» Selected passage:
········

Databus vs. database – knowledge for IIoT developers
The Industrial Internet of Things (IIoT) is full of confusing terms. That’s unavoidable; despite its reuse of familiar concepts in computing and systems, the IIoT is a fundamental change in the way things work. Fundamental changes require fundamentally new concepts. One of the most important is the concept of a 'databus'. Author: Stan Schneider, CEO, Real-Time Innovations (RTI)
The soon-to-be-released IIC reference architecture version 2 contains a pattern called the 'layered databus' pattern. I can’t say much more now about the IIC release, but going through the documentation process has been great for driving crisp definitions. A databus is a data-centric information-sharing technology that implements a virtual, global data space. Software applications read and update entries in a global data space. Updates are shared between applications via a publish-subscribe communications mechanism. Key characteristics of a databus are: the participants/applications directly interface with the data, the infrastructure understands, and can therefore selectively filter the data, and the infrastructure imposes rules and guarantees of Quality of Service (QoS) parameters such as rate, reliability, and security of data flow. Both databases and databuses are, after all, data science concepts. Real-Time Innovations answers the four most common questions.
How is a databus different from a database (of any kind)?
A database implements data-centric storage. It saves old information that you can later search by relating properties of the stored data. A databus implements data-centric interaction. It manages future information by letting you filter by properties of the incoming data. Data centricity can be defined by these properties: The interface is the data. There are no artificial wrappers or blockers to that interface like messages, or objects, or files, or access patterns. The infrastructure understands that data. This enables filtering/searching, tools and selectivity. It decouples applications from the data and thereby removes much of the complexity from the applications. The system manages the data and imposes rules on how applications exchange data. This provides a notion of 'truth'. It enables data lifetimes, data model matching and CRUD interfaces.
A relational database is a data-centric storage technology. Before databases, storage systems were files with application-defined (ad hoc) structure. A database is also a file, but it’s a very special file. A database knows how to interpret the data and enforces access control. A database thus defines 'truth' for the system; data in the database can’t be corrupted or lost.
By enforcing simple rules that control the data model, databases ensure consistency. By exposing the data to search and retrieval by all users, databases greatly ease system integration. By allowing discovery of data and schema, databases also enable generic tools for monitoring, measuring, and mining information.
Like a database, data-centric middleware (a databus) understands the content of the transmitted data. The databus also sends messages, but it sends very special messages. It sends only messages specifically needed to maintain state. Clear rules govern access to the data, how data in the system changes, and when participants get updates. Importantly, only the infrastructure sends messages. To the applications, the system looks like a controlled global data space. Applications interact directly with data and data 'Quality of Service' (QoS) properties like age and rate. There is no application-level awareness or concept of 'message'. Programmes using a databus read and write data, they do not send and receive messages.
With knowledge of the structure and demands on data, the databus infrastructure can do things like filter information, selecting when or even if to do updates. The infrastructure itself can control QoS like update rate, reliability, and guaranteed notification of peer liveliness. The infrastructure can discover data flows and offer those to applications and generic tools alike. This knowledge of data status, in a distributed system, is a crisp definition of 'truth'. As in databases, the infrastructure exposes the data, both structure and content, to other applications. This accessible source of truth greatly eases system integration. It also enables generic tools and services that monitor and view information flow, route messages, and manage caching.

········

» Information given:
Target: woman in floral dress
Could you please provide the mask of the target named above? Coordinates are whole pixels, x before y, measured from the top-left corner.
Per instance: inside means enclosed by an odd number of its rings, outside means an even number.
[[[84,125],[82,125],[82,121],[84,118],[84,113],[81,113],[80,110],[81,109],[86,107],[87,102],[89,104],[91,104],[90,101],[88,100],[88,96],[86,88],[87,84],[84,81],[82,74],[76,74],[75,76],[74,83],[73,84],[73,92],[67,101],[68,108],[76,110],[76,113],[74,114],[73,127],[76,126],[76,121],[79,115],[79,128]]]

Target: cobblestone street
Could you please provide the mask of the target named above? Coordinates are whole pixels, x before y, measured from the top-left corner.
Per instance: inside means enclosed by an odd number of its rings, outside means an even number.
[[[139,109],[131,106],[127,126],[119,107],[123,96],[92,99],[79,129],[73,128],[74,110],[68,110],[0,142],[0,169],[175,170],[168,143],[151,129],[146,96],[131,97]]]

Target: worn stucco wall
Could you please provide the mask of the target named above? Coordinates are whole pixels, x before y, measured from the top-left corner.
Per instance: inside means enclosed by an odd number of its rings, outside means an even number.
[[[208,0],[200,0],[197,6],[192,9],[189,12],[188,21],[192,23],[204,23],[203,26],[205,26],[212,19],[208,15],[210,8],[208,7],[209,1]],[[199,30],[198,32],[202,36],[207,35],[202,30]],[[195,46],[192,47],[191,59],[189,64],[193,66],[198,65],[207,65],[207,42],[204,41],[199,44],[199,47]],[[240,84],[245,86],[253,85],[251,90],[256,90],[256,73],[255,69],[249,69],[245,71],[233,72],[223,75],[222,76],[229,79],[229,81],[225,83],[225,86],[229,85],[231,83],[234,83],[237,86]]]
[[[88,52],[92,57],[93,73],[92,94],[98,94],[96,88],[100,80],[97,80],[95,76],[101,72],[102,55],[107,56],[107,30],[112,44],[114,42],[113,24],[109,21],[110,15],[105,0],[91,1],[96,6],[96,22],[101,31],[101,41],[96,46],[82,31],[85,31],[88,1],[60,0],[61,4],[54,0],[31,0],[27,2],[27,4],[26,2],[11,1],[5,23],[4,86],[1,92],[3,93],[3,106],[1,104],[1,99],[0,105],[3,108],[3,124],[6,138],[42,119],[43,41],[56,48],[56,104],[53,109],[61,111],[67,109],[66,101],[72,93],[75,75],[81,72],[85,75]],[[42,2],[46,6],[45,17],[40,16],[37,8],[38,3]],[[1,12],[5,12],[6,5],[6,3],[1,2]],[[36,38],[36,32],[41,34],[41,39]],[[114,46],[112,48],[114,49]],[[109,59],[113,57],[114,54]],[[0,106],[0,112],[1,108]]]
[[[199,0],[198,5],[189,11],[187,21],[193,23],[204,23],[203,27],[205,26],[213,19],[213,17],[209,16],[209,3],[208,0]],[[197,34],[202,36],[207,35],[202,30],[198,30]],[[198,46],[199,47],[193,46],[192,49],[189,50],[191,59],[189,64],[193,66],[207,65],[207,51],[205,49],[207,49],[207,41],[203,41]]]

········

» Requests:
A - Translate this sentence from the databus article into German: "By enforcing simple rules that control the data model, databases ensure consistency."
B - Continue the article comparing databuses and databases, starting right after its final sentence.

» Results for the exercise:
A - Indem sie einfache Regeln durchsetzen, die das Datenmodell steuern, gewährleisten Datenbanken Konsistenz.

B -
The participants/applications directly interface with the data – what does that mean?
With 'message-centric' middleware, you write an application that sends data, wrapped in messages, to another application. You may do that by having clients send data to servers, for instance. Both ends need to know something about the other end, usually including things like the schema, but also likely assumed properties of the data. All of them are completely hidden in the application code, making reuse, system integration, and interoperability really hard.
With a databus, you don’t need to know anything about the source applications. You make clear your data needs, and then the databus delivers it. Thus, with a databus, each application interacts only with the data space. As an application, you simply write to the data space or read from the data space with a CRUD interface. Of course, you may require some QoS from that data space, e.g. you need your data updated 100x per second. The data space itself (the databus) will guarantee you get that data (or flag an error). You don’t need to know if there are only one or 27 redundant sources of that data, or if it comes over a network or shared memory, or if it’s a C program on Linux or a C# program on Windows. All interactions are with your own view of the data space. It also makes sense, for instance, to write data to a space with no recipients. In this case, the databus may do absolutely nothing, or it may cache information for later delivery, depending on your QoS settings.
Note that both database and databus technologies replace the application-application interaction with application-data-application interaction. This abstraction is absolutely critical. It decouples applications and greatly eases scaling, interoperability, and system integration. The difference is really one of old data stored in a (likely centralised) database, vs. future data sent directly to the applications from a distributed data space.
How does a databus differ from a CEP engine?
A databus is a fundamentally distributed concept that selects and delivers data from local producers that match a simple specification. A CEP engine is a centralised executable service that is capable of much more complex specifications, but must have all streams of data sent to one place.
A Complex Event Processing (CEP) engine examines an incoming stream of data, looking for patterns you program it to identify. When it finds one of those patterns, you can program it to take action. The patterns can be complex combinations of past and incoming future data. However, it is a single service, running on a single CPU somewhere. It transmits no information.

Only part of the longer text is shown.